(Dataset rows on where objects appear)
______

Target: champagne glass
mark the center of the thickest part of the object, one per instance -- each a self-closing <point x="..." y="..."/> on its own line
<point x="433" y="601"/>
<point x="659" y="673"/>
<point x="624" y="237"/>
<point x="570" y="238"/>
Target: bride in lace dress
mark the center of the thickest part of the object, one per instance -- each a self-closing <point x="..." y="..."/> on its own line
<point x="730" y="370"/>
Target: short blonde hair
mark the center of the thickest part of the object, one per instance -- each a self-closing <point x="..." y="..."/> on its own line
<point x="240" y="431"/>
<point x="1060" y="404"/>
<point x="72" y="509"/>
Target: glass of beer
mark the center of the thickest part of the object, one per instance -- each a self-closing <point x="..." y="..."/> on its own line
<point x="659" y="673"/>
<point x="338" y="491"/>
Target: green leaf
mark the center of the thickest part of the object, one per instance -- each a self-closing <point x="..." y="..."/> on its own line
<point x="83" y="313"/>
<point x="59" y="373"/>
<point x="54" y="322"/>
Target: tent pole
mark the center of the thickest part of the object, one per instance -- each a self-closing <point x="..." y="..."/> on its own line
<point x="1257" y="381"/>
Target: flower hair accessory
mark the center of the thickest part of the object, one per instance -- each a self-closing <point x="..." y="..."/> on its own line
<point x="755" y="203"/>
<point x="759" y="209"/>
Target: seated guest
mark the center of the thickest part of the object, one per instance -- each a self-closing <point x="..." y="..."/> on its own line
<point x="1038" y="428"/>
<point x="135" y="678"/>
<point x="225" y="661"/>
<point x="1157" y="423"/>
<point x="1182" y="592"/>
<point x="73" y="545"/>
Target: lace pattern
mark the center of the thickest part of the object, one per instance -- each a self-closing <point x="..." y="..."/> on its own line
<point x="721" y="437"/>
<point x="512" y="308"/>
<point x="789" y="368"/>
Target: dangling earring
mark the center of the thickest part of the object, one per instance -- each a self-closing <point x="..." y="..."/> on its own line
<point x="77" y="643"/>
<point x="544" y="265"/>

______

• What to work on
Your task is to retype all the records above with nothing left out.

• Output below
Target: champagne glass
mark the center of the thickest part of the object, one per instance -- each a self-closing <point x="..." y="..."/> on its own line
<point x="433" y="601"/>
<point x="659" y="673"/>
<point x="624" y="237"/>
<point x="570" y="238"/>
Target: bride in lace dress
mark the center of the thickest part of the object, one per instance -- each a self-closing <point x="..." y="..."/> on its own line
<point x="730" y="370"/>
Target: short blonde hair
mark the center of the thickest part of the object, one per instance -- each a self-closing <point x="..." y="..."/> on its own line
<point x="240" y="431"/>
<point x="1060" y="404"/>
<point x="72" y="509"/>
Target: glass of beer
mark the center of the thickest part of the object, one per instance -- each a self-closing <point x="..." y="..."/> on its own line
<point x="659" y="673"/>
<point x="338" y="491"/>
Target: green leaf
mark the center of the thickest part of the object, one per instance -- each a self-closing <point x="..." y="..."/> on its own line
<point x="83" y="313"/>
<point x="59" y="373"/>
<point x="54" y="322"/>
Target: tent pole
mark the center of the thickest part of the object, one per instance -- each a self-closing <point x="..." y="..."/> on its own line
<point x="1257" y="381"/>
Target: flower hair accessory
mark the center of the thickest part of the object, one per instance -- each a self-closing <point x="..." y="..."/> on its own line
<point x="755" y="203"/>
<point x="759" y="209"/>
Target: seated guest
mark the center of the thickest part of the object, one per instance -- each a self-closing <point x="..." y="..."/> on its own line
<point x="1038" y="428"/>
<point x="135" y="678"/>
<point x="225" y="661"/>
<point x="1157" y="423"/>
<point x="1182" y="592"/>
<point x="73" y="545"/>
Target: lace pattern
mark the center of the thickest part of the object, one per instance -- each a self-closing <point x="..." y="..."/> on its own line
<point x="721" y="437"/>
<point x="512" y="308"/>
<point x="789" y="368"/>
Target: dangling earring
mark the center of the thickest part of the object, one per instance -- each a self-closing <point x="..." y="..."/> on its own line
<point x="77" y="643"/>
<point x="544" y="265"/>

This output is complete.